» **Excerpted text**:
+ + + + +

Tax Accounting in Mergers and Acquisitions gives in-depth, practical
coverage of today's key issues in corporate acquisitions, dispositions,
reorganizations, and restructurings from a transactional perspective. It will
help your client:
1. Decide if the transaction should be taxable or nontaxable.
2. Structure the deal for the best results--stock or asset acquisition.
3. Achieve desired business objectives.
This book considers the tax accounting implications of structuring and
restructuring transactions including those described in Code §§351 (Transfer to
Corporation Controlled by Transferor), 338 (Certain Stock Purchases Treated as
Asset Acquisitions), 381 (Carryovers in Certain Corporate Acquisitions), 721 (Nonrecognition
of Gain or Loss on Contributions to a Partnership), and 1001 (Gain or Loss on
Disposition of Property).
It discusses the rules relative to a taxpayer’s ability to carry over methods of
accounting, to obtain audit protection through filing accounting method changes,
to preserve favorable methods of accounting, to determine the effect of the
transaction on any unamortized Code §481(a) adjustments (Adjustments Required by
Changes in Accounting Methods), and to use the chosen structure as a means of
achieving appropriate tax accounting objectives.

+ + + + +

» **Material**:
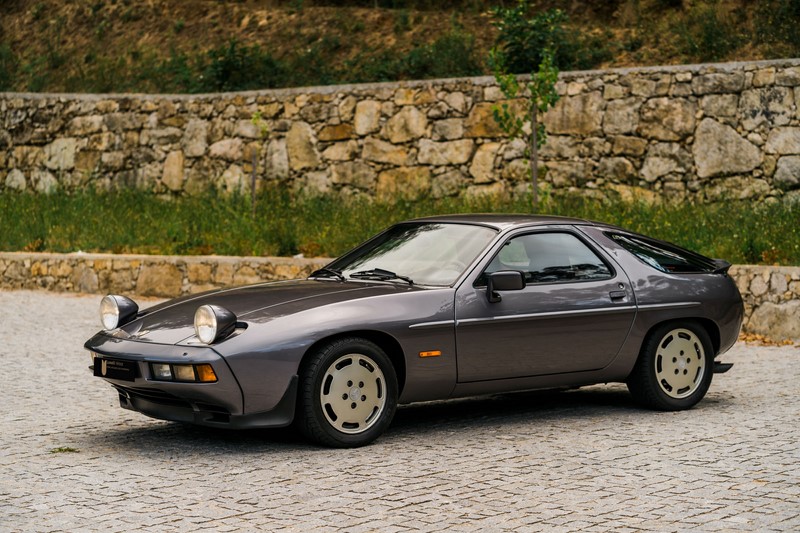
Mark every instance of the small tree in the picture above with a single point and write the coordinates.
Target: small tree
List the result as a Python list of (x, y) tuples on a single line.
[(539, 89)]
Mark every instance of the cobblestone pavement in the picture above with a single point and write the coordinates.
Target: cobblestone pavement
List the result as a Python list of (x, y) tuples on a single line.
[(585, 460)]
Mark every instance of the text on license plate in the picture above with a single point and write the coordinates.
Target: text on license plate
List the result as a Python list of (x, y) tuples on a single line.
[(115, 369)]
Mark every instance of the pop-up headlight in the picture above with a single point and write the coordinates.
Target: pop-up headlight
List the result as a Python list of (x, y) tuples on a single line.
[(116, 311), (213, 323)]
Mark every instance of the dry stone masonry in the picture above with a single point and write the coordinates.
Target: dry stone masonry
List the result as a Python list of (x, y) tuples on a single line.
[(771, 294), (703, 132)]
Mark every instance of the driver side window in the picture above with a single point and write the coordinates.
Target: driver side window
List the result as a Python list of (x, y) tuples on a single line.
[(549, 258)]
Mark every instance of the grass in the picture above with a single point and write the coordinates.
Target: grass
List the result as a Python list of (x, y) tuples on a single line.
[(137, 222)]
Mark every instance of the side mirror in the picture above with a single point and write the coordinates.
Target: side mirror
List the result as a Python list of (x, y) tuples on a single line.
[(504, 280)]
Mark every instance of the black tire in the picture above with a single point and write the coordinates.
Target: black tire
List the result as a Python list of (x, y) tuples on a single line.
[(674, 369), (348, 393)]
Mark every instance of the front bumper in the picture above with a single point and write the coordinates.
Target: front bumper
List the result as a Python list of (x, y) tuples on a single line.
[(218, 404), (156, 403)]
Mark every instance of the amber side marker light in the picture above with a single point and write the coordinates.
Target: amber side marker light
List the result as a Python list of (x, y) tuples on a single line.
[(183, 373), (205, 374)]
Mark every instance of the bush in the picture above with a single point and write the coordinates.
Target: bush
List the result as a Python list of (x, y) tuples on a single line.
[(522, 39), (236, 67), (707, 35), (8, 67), (777, 22), (451, 55)]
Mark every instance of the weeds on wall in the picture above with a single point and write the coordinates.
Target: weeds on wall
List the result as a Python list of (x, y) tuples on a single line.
[(741, 232)]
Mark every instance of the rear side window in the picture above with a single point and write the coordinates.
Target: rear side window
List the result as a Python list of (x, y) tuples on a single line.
[(663, 256), (548, 258)]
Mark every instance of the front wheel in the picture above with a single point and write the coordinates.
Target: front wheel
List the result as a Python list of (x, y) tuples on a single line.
[(674, 368), (348, 394)]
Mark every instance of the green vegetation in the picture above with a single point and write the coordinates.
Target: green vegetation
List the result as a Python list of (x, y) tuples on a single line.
[(137, 222), (521, 37), (127, 46)]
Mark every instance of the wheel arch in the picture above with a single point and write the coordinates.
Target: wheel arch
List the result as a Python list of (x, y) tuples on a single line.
[(385, 341), (709, 326)]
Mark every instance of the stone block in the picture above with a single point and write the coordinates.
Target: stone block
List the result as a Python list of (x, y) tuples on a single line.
[(482, 168), (576, 115), (616, 169), (719, 150), (481, 122), (771, 106), (367, 117), (447, 184), (338, 132), (667, 119), (409, 124), (227, 149), (663, 159), (720, 105), (16, 180), (624, 145), (355, 173), (784, 141), (172, 177), (383, 152), (448, 129), (301, 147), (445, 153), (621, 116), (718, 82), (341, 151), (778, 321), (409, 183), (60, 154), (787, 174)]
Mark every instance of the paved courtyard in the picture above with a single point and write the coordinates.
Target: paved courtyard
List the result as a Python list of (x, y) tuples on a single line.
[(585, 460)]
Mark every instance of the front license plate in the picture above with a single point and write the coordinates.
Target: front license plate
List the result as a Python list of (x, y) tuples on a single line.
[(115, 369)]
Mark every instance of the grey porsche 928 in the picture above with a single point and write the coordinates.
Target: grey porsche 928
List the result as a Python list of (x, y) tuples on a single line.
[(429, 309)]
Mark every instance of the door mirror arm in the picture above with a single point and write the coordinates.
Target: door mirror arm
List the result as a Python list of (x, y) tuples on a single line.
[(504, 280)]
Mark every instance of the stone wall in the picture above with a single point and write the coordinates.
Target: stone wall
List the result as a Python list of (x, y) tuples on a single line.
[(704, 132), (771, 294)]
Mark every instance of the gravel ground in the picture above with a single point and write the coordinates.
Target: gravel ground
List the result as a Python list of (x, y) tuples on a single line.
[(585, 460)]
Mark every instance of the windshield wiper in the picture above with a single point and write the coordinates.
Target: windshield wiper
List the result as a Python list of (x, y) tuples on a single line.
[(380, 274), (325, 272)]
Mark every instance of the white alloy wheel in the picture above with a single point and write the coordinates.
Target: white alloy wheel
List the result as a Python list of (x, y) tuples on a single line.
[(353, 393), (680, 363)]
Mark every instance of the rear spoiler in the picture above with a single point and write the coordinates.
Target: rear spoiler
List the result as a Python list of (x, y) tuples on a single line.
[(721, 267)]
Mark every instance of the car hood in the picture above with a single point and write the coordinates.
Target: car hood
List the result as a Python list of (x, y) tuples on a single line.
[(173, 321)]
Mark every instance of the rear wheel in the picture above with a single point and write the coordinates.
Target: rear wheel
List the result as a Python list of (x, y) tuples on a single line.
[(348, 393), (674, 368)]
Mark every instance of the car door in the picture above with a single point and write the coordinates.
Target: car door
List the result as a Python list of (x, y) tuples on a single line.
[(573, 314)]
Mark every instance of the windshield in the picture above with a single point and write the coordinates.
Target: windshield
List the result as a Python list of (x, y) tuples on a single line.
[(426, 253)]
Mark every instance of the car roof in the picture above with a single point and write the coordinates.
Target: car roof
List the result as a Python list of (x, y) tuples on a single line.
[(503, 221)]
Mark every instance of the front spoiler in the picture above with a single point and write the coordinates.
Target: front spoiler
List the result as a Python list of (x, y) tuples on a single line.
[(166, 407)]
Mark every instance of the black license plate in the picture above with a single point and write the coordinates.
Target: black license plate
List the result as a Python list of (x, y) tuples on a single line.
[(115, 369)]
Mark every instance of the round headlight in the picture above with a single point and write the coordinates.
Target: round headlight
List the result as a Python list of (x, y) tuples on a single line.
[(117, 311), (213, 323), (205, 324)]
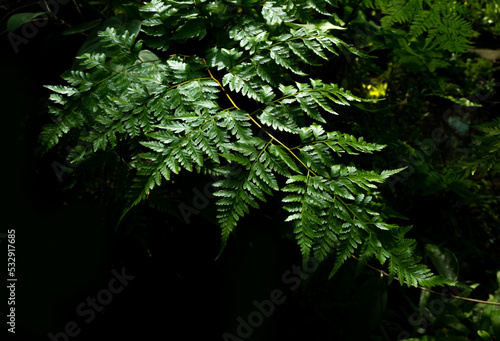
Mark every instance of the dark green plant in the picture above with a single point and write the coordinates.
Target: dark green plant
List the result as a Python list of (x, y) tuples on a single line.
[(196, 87)]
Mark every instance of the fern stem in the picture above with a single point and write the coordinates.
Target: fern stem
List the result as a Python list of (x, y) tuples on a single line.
[(383, 273), (282, 144)]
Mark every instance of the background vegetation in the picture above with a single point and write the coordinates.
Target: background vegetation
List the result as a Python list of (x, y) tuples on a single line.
[(435, 106)]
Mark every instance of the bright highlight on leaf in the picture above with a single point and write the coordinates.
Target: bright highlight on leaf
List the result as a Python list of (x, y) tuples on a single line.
[(216, 113)]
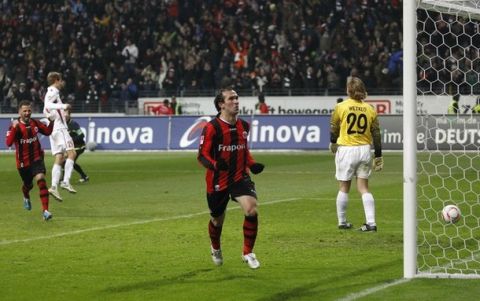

+ + + + +

Rewrite the passage on tax accounting in mergers and acquisitions, starting with "It discusses the" and going on through "tax accounting objectives.", with "favorable" swapped for "advantageous".

It discusses the rules relative to a taxpayer’s ability to carry over methods of
accounting, to obtain audit protection through filing accounting method changes,
to preserve advantageous methods of accounting, to determine the effect of the
transaction on any unamortized Code §481(a) adjustments (Adjustments Required by
Changes in Accounting Methods), and to use the chosen structure as a means of
achieving appropriate tax accounting objectives.